» **The problem**:
A single number is the answer here: how many lines of the entries contain "each"?
--- Data Enclosed Below ---
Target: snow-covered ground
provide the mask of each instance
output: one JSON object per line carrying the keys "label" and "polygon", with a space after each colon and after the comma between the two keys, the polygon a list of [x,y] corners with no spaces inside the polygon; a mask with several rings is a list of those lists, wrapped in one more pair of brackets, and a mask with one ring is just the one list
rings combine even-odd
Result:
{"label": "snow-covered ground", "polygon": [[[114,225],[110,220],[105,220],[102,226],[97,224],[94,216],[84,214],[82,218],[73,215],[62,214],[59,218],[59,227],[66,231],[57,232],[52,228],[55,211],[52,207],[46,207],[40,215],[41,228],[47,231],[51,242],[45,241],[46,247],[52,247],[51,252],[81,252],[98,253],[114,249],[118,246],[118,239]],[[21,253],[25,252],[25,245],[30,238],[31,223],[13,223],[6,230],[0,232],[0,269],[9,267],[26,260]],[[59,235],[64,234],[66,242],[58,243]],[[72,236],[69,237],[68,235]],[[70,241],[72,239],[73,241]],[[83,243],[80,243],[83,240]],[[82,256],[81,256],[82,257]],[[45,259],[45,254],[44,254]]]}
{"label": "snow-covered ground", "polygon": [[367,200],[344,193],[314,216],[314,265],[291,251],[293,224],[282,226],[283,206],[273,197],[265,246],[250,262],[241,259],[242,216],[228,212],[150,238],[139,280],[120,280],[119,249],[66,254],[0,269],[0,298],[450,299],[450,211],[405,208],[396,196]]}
--- End of Enclosed Data ---
» **Result for this task**:
2